#### INSTRUCTIONS TO FOLLOW
Recast the material below as a JSON list of strings, one string per line, starting at its first line and stopping after the line that contains "left=227, top=109, right=264, bottom=146". Leave out blank lines.

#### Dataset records

——————————

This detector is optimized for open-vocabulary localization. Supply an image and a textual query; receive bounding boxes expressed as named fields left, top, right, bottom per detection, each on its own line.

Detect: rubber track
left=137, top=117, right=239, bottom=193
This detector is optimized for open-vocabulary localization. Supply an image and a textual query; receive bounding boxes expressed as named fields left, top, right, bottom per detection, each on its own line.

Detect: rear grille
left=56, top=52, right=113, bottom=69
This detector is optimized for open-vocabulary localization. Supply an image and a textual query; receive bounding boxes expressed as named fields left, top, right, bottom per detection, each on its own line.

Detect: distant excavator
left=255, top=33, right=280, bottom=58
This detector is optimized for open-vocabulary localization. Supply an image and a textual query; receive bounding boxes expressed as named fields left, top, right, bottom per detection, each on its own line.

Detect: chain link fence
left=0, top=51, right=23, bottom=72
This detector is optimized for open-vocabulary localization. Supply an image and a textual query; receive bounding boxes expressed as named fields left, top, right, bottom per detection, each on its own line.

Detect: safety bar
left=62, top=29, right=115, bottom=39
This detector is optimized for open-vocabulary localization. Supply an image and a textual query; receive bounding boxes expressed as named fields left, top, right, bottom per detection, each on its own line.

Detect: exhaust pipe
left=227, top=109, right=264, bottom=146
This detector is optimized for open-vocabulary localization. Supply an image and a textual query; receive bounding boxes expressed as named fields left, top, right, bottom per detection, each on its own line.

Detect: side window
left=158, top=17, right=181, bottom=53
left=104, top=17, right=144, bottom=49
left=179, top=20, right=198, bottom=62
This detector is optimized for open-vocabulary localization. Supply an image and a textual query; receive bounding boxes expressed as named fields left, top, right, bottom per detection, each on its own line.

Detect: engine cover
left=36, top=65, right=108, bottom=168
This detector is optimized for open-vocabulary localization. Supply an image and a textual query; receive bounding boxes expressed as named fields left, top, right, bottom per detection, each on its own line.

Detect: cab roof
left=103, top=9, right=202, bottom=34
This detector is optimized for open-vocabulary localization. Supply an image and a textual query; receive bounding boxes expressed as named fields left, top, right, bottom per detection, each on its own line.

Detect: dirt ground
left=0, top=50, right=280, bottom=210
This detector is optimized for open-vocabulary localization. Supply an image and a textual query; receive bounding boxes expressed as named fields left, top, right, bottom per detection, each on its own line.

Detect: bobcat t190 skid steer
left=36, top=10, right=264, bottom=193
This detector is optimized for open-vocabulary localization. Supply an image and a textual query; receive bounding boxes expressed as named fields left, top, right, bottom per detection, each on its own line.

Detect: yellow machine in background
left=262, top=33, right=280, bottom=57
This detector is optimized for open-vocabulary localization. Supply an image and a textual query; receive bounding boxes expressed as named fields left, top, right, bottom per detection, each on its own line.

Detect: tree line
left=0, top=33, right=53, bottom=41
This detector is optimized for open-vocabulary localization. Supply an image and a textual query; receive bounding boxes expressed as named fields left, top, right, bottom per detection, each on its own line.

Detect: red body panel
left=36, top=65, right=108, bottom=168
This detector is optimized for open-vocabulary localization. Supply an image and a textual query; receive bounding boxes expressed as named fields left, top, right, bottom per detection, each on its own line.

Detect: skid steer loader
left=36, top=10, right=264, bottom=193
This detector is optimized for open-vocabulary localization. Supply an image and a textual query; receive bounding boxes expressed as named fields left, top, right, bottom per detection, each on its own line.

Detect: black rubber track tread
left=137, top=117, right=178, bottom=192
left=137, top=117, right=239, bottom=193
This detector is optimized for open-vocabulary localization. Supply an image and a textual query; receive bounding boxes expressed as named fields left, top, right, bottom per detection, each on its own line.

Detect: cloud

——————————

#### ANSWER
[
  "This detector is optimized for open-vocabulary localization. Supply an image and a textual query; receive bounding boxes expressed as named fields left, top, right, bottom per detection, each on its own line.",
  "Detect: rubber track",
  "left=137, top=117, right=239, bottom=193",
  "This detector is optimized for open-vocabulary localization. Supply an image and a textual query; receive bounding boxes expressed as named fields left, top, right, bottom per detection, each on its own line.",
  "Detect: rear grille",
  "left=56, top=52, right=113, bottom=69",
  "This detector is optimized for open-vocabulary localization. Supply an image and a textual query; receive bounding boxes expressed as named fields left, top, right, bottom per detection, each on its own line.",
  "Detect: distant excavator",
  "left=255, top=33, right=280, bottom=58",
  "This detector is optimized for open-vocabulary localization. Supply an image and a textual query; receive bounding boxes expressed as named fields left, top, right, bottom per detection, each on its own line.",
  "Detect: chain link fence",
  "left=0, top=51, right=23, bottom=72",
  "This detector is optimized for open-vocabulary localization. Supply an image and a textual query; receive bounding boxes expressed as named fields left, top, right, bottom per detection, each on its own line.",
  "Detect: safety bar",
  "left=62, top=29, right=115, bottom=39",
  "This detector is optimized for open-vocabulary localization. Supply an image and a textual query; receive bounding boxes expressed as named fields left, top, right, bottom per detection, each on its own line.",
  "Detect: exhaust pipe",
  "left=227, top=109, right=264, bottom=146"
]